Directions: When the line containing "Tag every instance of the eyebrow" is found in the data below, copy it and each line after it through the line containing "Tag every instance of the dark", exactly and with no others.

Records shown:
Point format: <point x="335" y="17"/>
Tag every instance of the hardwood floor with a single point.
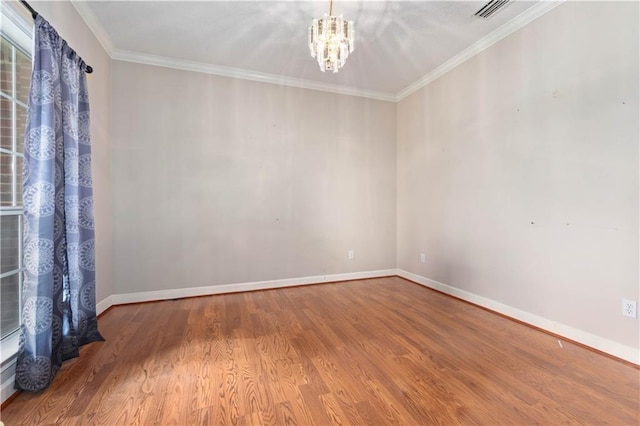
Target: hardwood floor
<point x="362" y="352"/>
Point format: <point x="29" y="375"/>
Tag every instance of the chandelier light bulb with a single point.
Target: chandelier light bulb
<point x="331" y="40"/>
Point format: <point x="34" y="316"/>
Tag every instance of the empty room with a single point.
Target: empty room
<point x="320" y="212"/>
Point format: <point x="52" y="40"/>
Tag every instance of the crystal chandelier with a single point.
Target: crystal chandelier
<point x="331" y="40"/>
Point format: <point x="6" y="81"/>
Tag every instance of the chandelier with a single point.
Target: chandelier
<point x="331" y="40"/>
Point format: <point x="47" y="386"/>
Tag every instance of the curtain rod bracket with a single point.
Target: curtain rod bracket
<point x="88" y="69"/>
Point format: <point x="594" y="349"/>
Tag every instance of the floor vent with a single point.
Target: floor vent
<point x="489" y="9"/>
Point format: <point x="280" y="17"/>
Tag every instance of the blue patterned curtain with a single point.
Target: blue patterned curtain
<point x="58" y="296"/>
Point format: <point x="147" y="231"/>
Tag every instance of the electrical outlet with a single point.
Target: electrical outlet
<point x="629" y="308"/>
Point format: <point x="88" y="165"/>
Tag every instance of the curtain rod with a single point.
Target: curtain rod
<point x="88" y="69"/>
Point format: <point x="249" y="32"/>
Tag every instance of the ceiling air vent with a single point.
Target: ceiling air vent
<point x="489" y="9"/>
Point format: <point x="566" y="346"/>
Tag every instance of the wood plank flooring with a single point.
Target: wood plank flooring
<point x="379" y="351"/>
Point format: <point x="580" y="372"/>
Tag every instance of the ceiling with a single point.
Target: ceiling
<point x="397" y="42"/>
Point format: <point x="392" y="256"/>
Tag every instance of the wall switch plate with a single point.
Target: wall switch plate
<point x="629" y="308"/>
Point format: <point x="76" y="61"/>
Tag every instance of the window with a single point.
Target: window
<point x="15" y="75"/>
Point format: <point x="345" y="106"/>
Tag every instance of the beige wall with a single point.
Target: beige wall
<point x="221" y="181"/>
<point x="63" y="16"/>
<point x="518" y="171"/>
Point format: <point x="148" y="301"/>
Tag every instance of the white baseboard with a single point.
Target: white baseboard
<point x="6" y="389"/>
<point x="616" y="349"/>
<point x="104" y="304"/>
<point x="148" y="296"/>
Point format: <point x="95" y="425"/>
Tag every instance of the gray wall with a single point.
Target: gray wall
<point x="518" y="171"/>
<point x="220" y="181"/>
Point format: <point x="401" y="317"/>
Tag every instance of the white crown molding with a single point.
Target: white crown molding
<point x="505" y="30"/>
<point x="616" y="349"/>
<point x="94" y="25"/>
<point x="161" y="61"/>
<point x="484" y="43"/>
<point x="17" y="24"/>
<point x="147" y="296"/>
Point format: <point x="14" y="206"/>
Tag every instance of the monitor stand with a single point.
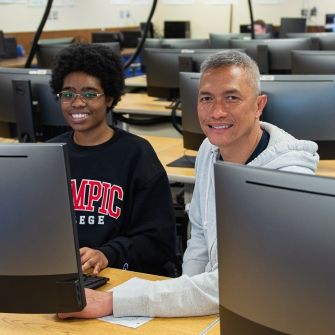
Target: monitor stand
<point x="184" y="162"/>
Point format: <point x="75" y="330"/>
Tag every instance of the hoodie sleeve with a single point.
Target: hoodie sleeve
<point x="178" y="297"/>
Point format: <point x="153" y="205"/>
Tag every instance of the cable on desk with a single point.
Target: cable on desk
<point x="141" y="122"/>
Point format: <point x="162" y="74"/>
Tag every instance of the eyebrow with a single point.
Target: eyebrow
<point x="230" y="91"/>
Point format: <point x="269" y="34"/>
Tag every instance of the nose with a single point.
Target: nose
<point x="78" y="101"/>
<point x="218" y="109"/>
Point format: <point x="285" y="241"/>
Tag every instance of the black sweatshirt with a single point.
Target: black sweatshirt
<point x="122" y="201"/>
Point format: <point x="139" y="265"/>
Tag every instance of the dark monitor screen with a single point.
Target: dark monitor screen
<point x="161" y="66"/>
<point x="275" y="251"/>
<point x="46" y="53"/>
<point x="54" y="41"/>
<point x="326" y="41"/>
<point x="105" y="36"/>
<point x="219" y="41"/>
<point x="177" y="29"/>
<point x="304" y="106"/>
<point x="293" y="104"/>
<point x="292" y="25"/>
<point x="330" y="22"/>
<point x="40" y="270"/>
<point x="192" y="132"/>
<point x="313" y="62"/>
<point x="46" y="105"/>
<point x="185" y="43"/>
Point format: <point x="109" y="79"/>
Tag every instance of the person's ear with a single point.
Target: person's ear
<point x="261" y="102"/>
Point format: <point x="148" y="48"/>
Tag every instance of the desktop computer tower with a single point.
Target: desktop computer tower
<point x="177" y="29"/>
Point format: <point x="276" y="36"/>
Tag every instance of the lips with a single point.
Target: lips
<point x="78" y="116"/>
<point x="220" y="126"/>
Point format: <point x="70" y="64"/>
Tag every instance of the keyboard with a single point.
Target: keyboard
<point x="94" y="281"/>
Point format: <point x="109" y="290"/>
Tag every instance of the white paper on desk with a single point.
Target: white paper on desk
<point x="131" y="321"/>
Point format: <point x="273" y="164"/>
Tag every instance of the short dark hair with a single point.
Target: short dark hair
<point x="96" y="60"/>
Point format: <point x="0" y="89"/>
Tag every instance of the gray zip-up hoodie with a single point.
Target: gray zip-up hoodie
<point x="196" y="291"/>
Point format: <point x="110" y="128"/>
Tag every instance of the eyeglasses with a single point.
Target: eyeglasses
<point x="86" y="96"/>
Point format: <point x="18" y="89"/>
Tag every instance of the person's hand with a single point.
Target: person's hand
<point x="98" y="304"/>
<point x="92" y="260"/>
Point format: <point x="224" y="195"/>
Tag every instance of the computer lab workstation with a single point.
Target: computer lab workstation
<point x="288" y="263"/>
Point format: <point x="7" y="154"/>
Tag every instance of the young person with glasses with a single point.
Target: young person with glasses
<point x="121" y="193"/>
<point x="230" y="104"/>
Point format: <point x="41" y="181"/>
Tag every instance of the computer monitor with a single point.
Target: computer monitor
<point x="330" y="23"/>
<point x="275" y="251"/>
<point x="130" y="38"/>
<point x="273" y="55"/>
<point x="106" y="36"/>
<point x="45" y="104"/>
<point x="218" y="41"/>
<point x="40" y="270"/>
<point x="303" y="105"/>
<point x="177" y="29"/>
<point x="326" y="41"/>
<point x="46" y="54"/>
<point x="193" y="135"/>
<point x="185" y="43"/>
<point x="313" y="62"/>
<point x="292" y="25"/>
<point x="161" y="67"/>
<point x="191" y="60"/>
<point x="58" y="40"/>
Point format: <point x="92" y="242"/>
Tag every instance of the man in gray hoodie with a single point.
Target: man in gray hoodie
<point x="229" y="107"/>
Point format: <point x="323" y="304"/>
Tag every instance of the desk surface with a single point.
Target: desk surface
<point x="13" y="62"/>
<point x="41" y="324"/>
<point x="142" y="104"/>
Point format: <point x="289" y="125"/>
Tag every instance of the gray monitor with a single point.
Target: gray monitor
<point x="275" y="251"/>
<point x="304" y="106"/>
<point x="40" y="270"/>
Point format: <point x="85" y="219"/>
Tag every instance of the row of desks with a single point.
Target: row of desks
<point x="41" y="324"/>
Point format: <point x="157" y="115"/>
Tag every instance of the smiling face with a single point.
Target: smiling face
<point x="229" y="109"/>
<point x="86" y="118"/>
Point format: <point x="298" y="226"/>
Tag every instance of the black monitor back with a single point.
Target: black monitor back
<point x="304" y="106"/>
<point x="275" y="251"/>
<point x="46" y="54"/>
<point x="313" y="62"/>
<point x="330" y="23"/>
<point x="192" y="132"/>
<point x="45" y="102"/>
<point x="40" y="269"/>
<point x="292" y="25"/>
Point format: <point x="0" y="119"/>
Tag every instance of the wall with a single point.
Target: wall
<point x="204" y="18"/>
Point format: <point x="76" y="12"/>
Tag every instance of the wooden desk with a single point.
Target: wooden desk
<point x="41" y="324"/>
<point x="142" y="104"/>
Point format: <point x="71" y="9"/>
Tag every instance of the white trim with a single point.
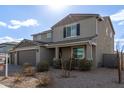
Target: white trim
<point x="69" y="44"/>
<point x="26" y="48"/>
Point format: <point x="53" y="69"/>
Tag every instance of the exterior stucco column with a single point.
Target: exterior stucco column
<point x="16" y="59"/>
<point x="57" y="52"/>
<point x="89" y="52"/>
<point x="38" y="54"/>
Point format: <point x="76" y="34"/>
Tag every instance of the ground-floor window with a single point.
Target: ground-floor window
<point x="79" y="53"/>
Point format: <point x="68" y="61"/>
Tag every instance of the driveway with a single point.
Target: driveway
<point x="2" y="86"/>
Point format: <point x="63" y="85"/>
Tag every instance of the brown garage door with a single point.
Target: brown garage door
<point x="27" y="56"/>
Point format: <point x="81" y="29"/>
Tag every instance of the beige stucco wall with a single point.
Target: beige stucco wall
<point x="42" y="37"/>
<point x="66" y="53"/>
<point x="105" y="43"/>
<point x="46" y="54"/>
<point x="87" y="28"/>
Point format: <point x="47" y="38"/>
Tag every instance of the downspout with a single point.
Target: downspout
<point x="91" y="55"/>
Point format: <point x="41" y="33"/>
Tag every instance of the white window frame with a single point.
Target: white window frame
<point x="49" y="35"/>
<point x="82" y="56"/>
<point x="71" y="31"/>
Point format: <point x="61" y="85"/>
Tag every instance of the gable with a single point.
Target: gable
<point x="71" y="18"/>
<point x="25" y="43"/>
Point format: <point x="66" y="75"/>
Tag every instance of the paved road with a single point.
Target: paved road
<point x="2" y="86"/>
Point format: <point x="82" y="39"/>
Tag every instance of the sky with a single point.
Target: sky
<point x="20" y="22"/>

Solution:
Tag every instance of the eyebrow with a single point.
Target: eyebrow
<point x="230" y="91"/>
Point format: <point x="269" y="34"/>
Tag every instance of the nose with a single point.
Target: nose
<point x="78" y="101"/>
<point x="218" y="109"/>
Point format: <point x="285" y="241"/>
Tag every instance of the black sweatshirt with a single point.
Target: black sweatshirt
<point x="122" y="201"/>
Point format: <point x="139" y="265"/>
Tag every instance of the dark monitor screen with a single point.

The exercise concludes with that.